Fire near Fort Smith leaves 3 children dead

Mobile home destroyed, mom hurt

ARKOMA, Okla. -- Three children died in a fire early Wednesday that destroyed the mobile home where they were living.

The three children, whom authorities would not name or identify by gender, were asleep in a bedroom at the east end of the mobile home at 318 Lowery St. when the fire broke out. The fire was reported at 4:18 a.m., Arkoma Police Chief Thomas Lenard said.

Arkoma Fire Chief Jesse Little said he believed one of the three children was of school age.

An email from the Oklahoma chief medical examiner's office in Oklahoma City on Wednesday afternoon said the three children remained unidentified.

Arkoma, population about 1,950, is in LeFlore County, Okla., just across the state line from Fort Smith.

Lenard said the children's mother and another woman, a family friend, were in the west end of the home and escaped out that end, possibly through a door.

Lenard said he spoke with the children's aunt, who had spoken with her sister at the hospital after the fire. He said the aunt told him that after her sister got out of the house, she ran to the east end of the house and broke out the bedroom window to try to get to her children.

She suffered cuts and scrapes on her arms and was taken to Sparks Regional Medical Center in Fort Smith for treatment, Lenard said.

The fire is believed to have started in the center of the house, Little said, but the specific area had not been determined Wednesday morning.

The cause of the fire also was under investigation.

Lowery Street at 318 was blocked off with crime scene tape, but observers could see that walls from the central portion of the mobile home were missing and the wood frame was charred. The walls and roof on the east end of the home, where the children's bedroom was located, were intact.

- - - - - - -

EXPLORE THE MATERIAL =>
A) Summarize the Arkoma fire article in two sentences.
B) Repeat the Arkoma fire article word for word, everything from "Lowery Street at" down to "located, were intact.".
C) Go on with the Arkoma fire article from the point where it stops.

- - - - - - -

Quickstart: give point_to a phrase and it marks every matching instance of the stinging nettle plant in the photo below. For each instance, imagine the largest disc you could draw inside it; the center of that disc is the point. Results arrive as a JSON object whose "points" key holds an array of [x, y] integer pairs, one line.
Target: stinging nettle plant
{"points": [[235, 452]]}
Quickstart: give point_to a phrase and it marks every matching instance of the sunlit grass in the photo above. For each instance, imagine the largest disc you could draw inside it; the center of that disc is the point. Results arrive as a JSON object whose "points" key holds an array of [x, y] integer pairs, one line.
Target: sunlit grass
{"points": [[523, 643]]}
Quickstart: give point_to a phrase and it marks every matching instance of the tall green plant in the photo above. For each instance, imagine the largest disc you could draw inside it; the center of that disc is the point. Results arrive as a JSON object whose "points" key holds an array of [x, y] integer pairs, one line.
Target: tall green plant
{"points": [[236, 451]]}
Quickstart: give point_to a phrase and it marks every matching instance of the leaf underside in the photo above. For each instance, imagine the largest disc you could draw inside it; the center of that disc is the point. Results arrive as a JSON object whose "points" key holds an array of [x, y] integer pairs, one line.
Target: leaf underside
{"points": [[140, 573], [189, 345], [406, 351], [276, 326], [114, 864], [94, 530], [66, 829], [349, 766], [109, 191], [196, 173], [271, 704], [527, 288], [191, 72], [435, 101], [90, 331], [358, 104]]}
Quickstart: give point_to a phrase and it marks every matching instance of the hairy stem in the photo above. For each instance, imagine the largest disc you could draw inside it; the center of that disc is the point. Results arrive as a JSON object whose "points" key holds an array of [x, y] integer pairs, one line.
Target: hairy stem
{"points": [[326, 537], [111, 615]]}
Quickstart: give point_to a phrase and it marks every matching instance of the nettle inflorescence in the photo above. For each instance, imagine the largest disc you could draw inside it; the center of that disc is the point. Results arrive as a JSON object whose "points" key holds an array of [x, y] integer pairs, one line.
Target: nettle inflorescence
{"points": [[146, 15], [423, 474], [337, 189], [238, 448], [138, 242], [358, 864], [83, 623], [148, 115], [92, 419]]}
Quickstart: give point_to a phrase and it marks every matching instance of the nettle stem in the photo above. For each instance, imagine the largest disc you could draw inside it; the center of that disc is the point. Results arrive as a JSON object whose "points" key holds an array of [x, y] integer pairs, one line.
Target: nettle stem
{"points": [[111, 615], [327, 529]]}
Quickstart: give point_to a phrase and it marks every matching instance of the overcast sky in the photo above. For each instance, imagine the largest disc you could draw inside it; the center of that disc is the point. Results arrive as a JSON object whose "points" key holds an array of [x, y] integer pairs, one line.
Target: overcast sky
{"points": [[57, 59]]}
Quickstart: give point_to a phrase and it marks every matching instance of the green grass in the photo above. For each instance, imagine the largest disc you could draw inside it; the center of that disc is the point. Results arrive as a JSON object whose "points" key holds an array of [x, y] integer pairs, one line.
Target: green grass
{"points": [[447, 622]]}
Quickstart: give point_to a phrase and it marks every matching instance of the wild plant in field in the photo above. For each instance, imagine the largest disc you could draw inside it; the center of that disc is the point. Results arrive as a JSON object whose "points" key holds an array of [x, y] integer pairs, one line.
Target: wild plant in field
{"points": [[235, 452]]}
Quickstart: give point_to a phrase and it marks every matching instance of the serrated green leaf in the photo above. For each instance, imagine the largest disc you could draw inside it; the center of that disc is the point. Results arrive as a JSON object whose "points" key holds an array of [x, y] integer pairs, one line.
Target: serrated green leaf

- - - - - - -

RESPONSES PER TASK =>
A) Three children died early Wednesday when a fire destroyed the mobile home at 318 Lowery St. in Arkoma, Okla., where they were asleep in a bedroom at the east end. Their mother escaped from the west end with a family friend and was treated for cuts and scrapes after breaking the bedroom window to try to reach them, while the cause of the fire remained under investigation.

B)
Lowery Street at 318 was blocked off with crime scene tape, but observers could see that walls from the central portion of the mobile home were missing and the wood frame was charred. The walls and roof on the east end of the home, where the children's bedroom was located, were intact.

C)
Little wouldn't say if the children were in their beds or if they were out of bed and trying to escape the fire and smoke.

A state fire marshal and a representative from the state medical examiner's office arrived on the scene Wednesday morning to begin their investigations.

The children's bodies were removed from the home and taken to the medical examiner's office in Tulsa for autopsy, Lenard said.

About 25 firefighters from three volunteer departments -- Arkoma; Pocola, Okla.; and Murry Spur, which covers the area between Pocola and Spiro, Okla. -- responded to the alarm. Little said the Pocola and Murry Spur fire departments have automatic response agreements with Arkoma.

The central and eastern portions of the house were engulfed in fire when firefighters arrived. Little said it took about 20 minutes to extinguish the fire, but longer to douse burning embers.

The only difficulty firefighters faced in fighting the fire was having to breach a wall to get to the children's bedroom, he said.

No firefighters were injured fighting the fire, and there was no equipment damaged.